__Text segment__
start

White walkers are frequently referred to as shadows. After Melisandre's shadowbaby disappeared Stannis was still alive, but weakened by the experience. We don't know for sure the process to create white walkers, but I suspect it includes blood sacrifice like the dragon hatching ritual did. If dragons are fire made flesh with the souls of humans inside, then ice made flesh would also have humans inside. It would make sense for there to be a type of rebirth - a transformation from human into ice. 

Reading over the Prologue to GOT hints at how a group of eight wildlings may have been sighted (by Will) right as they began this transformation. They are all laying as if asleep, but by the time Will brings Waymar Royce and Gared back to where he saw them, they were gone. Will noted that the firepit had not been used. Recall that Dany used a pyre to hatch the eggs, but if humans can be transformed into white walkers, then the cold would be used to "burn" the bodies to death, just as night is falling with a full moon.

How many white walkers come out of the woods to kill Waymar? I'm thinking the sole woman up the tree with the "far-eyes" was the priestess that was conducting the transformation, and I suspect she climbed down and walked away remaining human, with only the seven men being transformed.

PROLOGUE - (some bits omitted for clarity and to shorten)

  “The camp is two miles farther on, over that ridge, hard beside a stream,” Will said. “I got close as I dared. There’s eight of them, men and women both. No children I could see. They put up a lean-to against the rock. The snow’s pretty well covered it now, but I could still make it out. No fire burning, but the firepit was still plain as day. No one moving. I watched a long time. No living man ever lay so still.”

  “Did you see any blood?”

  “Well, no,” Will admitted.

  “Did you see any weapons?”

  “Some swords, a few bows. One man had an axe. Heavy-looking, double-bladed, a cruel piece of iron. It was on the ground beside him, right by his hand.”

end

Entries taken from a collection
start

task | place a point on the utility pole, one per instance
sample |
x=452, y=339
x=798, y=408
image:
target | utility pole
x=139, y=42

end
start

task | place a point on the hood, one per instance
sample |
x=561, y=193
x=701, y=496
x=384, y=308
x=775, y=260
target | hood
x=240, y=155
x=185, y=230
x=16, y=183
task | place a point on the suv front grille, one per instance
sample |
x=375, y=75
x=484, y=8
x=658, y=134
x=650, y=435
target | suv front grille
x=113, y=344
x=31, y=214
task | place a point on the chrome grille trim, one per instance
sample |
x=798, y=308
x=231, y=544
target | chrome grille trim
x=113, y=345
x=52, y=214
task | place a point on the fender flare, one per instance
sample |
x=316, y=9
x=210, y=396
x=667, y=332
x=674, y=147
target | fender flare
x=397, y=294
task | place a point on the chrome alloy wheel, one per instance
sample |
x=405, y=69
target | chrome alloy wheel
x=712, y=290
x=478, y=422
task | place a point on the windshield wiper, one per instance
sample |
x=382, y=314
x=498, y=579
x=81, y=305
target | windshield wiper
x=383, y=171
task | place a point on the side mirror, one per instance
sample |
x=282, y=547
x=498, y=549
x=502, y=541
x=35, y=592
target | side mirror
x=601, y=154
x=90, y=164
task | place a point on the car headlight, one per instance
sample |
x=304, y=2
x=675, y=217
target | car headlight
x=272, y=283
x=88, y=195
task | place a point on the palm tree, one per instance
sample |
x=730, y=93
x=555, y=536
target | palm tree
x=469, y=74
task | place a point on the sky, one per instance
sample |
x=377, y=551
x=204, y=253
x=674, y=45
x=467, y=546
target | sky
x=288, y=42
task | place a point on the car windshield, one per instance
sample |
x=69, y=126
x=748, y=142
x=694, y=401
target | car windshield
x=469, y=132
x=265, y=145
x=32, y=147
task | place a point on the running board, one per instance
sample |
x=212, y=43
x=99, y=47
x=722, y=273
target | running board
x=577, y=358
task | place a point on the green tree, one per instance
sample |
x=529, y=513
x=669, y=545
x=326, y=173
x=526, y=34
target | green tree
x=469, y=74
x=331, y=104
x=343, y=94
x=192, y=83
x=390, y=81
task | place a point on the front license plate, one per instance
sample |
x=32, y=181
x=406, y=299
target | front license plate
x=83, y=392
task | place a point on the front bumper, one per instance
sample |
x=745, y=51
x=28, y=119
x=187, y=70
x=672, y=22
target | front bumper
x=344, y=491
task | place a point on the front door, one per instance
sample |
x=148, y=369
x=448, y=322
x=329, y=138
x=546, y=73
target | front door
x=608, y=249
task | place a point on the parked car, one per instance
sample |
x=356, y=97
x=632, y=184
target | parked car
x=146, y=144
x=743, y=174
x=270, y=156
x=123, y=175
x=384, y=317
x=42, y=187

end

__Direction__
Continue the text about how white walkers might be created, starting right after its final line.

__Written answer__
  “Did you make note of the position of the bodies?”

  Will shrugged. “A couple are sitting up against the rock. Most of them on the ground. Fallen, like.”

  “Or sleeping,” Royce suggested.

  “Fallen,” Will insisted. “There’s one woman up an ironwood, half-hid in the branches. A far-eyes.” He smiled thinly. “I took care she never saw me. When I got closer, I saw that she wasn’t moving neither.” Despite himself, he shivered.

...snip...

  The knight’s smile was cocksure. “Will, lead us there. I would see these dead men for myself.”

...snip...

  “Why are you stopping?” Ser Waymar asked.

  “Best go the rest of the way on foot, m’lord. It’s just over that ridge.”

  Royce paused a moment, staring off into the distance, his face reflective. A cold wind whispered through the trees. His great sable cloak stirred behind like something half-alive.

  “There’s something wrong here,” Gared muttered.

  The young knight gave him a disdainful smile. “Is there?”

  “Can’t you feel it?” Gared asked. “Listen to the darkness.”

  Will could feel it. Four years in the Night’s Watch, and he had never been so afraid. What was it?

...snip...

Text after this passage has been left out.